[Requirement]:
The stretch wanted below opens at the line containing "box: [1, 552, 795, 647]" and closes at the line containing "646L791 667L444 568L310". Please return it exactly, with no other lines.

[Material for this task]:
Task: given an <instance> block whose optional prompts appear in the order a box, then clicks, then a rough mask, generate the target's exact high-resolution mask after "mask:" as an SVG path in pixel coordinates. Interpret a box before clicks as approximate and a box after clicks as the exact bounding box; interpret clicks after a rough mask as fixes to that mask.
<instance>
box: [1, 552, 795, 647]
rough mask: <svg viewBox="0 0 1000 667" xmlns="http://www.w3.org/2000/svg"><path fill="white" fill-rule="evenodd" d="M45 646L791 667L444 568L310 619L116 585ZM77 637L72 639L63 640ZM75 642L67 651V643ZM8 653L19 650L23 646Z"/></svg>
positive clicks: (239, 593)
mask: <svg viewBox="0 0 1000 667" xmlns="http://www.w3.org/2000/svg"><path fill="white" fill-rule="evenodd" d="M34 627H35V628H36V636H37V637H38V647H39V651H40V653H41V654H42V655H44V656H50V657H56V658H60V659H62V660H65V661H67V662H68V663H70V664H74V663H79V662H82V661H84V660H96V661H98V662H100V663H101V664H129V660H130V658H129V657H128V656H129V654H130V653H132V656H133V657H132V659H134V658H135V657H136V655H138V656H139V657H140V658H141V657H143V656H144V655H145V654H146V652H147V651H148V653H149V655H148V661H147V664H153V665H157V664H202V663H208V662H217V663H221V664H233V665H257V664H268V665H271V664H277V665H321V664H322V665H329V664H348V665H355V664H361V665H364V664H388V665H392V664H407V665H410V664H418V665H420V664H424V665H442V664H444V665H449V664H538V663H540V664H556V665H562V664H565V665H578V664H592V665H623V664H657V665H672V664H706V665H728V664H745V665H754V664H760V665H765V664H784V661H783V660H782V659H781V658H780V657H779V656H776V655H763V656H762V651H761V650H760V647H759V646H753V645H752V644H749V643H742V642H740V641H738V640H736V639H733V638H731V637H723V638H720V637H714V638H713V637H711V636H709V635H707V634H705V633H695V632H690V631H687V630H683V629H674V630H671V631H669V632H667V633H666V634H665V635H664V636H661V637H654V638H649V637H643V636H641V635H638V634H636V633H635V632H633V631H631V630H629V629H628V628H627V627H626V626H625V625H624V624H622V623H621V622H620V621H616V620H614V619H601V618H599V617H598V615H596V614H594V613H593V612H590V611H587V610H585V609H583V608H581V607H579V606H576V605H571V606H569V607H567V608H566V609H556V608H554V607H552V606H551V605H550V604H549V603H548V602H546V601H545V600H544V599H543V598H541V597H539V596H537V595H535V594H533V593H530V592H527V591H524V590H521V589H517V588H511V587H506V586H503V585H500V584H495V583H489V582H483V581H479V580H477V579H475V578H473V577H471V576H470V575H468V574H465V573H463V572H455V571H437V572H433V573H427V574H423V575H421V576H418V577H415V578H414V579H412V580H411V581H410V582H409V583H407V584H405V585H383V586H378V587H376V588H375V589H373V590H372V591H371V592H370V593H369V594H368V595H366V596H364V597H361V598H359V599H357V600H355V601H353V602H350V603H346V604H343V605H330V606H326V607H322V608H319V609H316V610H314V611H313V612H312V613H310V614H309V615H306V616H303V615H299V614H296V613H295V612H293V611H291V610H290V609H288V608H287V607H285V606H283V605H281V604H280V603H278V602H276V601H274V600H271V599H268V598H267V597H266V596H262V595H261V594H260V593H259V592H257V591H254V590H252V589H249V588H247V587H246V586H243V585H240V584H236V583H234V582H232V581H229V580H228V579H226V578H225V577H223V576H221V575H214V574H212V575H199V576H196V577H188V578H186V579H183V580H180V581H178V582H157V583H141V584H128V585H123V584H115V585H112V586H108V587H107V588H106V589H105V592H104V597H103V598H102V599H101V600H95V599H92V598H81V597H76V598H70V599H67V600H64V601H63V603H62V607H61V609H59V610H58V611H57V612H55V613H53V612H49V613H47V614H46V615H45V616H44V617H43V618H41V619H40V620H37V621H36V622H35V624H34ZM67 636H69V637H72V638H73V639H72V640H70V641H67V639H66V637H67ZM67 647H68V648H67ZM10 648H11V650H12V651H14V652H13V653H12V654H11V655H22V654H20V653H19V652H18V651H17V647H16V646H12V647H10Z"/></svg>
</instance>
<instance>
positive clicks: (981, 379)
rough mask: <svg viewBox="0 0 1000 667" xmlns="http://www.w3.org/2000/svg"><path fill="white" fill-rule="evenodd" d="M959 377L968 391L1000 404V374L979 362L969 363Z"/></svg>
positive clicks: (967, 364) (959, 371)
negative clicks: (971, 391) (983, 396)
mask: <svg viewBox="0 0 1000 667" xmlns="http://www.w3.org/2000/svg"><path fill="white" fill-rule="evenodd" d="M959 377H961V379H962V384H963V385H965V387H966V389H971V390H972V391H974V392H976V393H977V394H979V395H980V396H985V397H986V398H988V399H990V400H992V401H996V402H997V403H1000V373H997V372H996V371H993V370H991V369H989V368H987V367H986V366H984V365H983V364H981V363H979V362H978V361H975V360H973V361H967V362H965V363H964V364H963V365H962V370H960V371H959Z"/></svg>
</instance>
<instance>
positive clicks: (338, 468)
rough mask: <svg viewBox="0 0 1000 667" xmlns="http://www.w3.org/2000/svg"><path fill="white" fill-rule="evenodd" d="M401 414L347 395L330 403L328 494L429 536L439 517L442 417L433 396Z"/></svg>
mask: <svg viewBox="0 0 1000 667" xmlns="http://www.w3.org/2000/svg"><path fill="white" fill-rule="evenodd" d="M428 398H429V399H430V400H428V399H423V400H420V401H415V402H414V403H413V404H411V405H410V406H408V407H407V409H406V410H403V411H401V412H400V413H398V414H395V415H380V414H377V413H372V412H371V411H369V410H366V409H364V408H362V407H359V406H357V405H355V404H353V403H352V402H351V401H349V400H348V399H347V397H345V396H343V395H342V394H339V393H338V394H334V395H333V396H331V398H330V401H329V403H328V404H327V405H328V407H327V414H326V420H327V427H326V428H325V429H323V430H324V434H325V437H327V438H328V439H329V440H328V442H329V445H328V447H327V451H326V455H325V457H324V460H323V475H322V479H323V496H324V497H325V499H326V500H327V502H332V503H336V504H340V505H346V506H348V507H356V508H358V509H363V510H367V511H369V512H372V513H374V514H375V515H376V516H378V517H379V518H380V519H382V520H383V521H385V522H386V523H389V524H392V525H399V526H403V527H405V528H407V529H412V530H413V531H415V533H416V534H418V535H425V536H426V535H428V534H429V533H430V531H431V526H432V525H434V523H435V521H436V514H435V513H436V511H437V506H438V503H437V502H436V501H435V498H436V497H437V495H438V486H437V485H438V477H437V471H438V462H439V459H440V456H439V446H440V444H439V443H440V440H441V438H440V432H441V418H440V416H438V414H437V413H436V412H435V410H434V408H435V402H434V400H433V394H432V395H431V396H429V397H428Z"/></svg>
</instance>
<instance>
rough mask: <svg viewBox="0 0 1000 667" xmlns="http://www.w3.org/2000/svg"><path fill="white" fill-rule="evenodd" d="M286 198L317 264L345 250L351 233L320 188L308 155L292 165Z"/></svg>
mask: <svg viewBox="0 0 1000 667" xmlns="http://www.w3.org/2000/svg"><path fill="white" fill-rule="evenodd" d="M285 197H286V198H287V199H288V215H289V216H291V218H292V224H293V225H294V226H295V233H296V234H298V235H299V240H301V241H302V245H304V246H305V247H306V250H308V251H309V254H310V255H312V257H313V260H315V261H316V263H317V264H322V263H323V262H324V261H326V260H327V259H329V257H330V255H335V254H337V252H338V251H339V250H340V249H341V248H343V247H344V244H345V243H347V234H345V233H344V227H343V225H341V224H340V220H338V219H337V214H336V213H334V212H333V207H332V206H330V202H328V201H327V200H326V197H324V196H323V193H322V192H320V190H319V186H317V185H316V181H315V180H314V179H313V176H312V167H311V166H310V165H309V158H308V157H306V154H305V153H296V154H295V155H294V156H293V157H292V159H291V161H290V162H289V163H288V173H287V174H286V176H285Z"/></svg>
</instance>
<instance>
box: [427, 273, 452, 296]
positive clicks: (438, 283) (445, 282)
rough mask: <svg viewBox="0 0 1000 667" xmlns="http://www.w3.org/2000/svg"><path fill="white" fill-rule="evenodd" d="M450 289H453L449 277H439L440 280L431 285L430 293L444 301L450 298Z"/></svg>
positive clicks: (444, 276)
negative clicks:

[Reply]:
box: [1, 552, 795, 647]
rough mask: <svg viewBox="0 0 1000 667" xmlns="http://www.w3.org/2000/svg"><path fill="white" fill-rule="evenodd" d="M45 646L791 667L444 568L310 619L116 585ZM77 637L72 639L63 640ZM75 642L67 651V643ZM8 653L19 650L23 646Z"/></svg>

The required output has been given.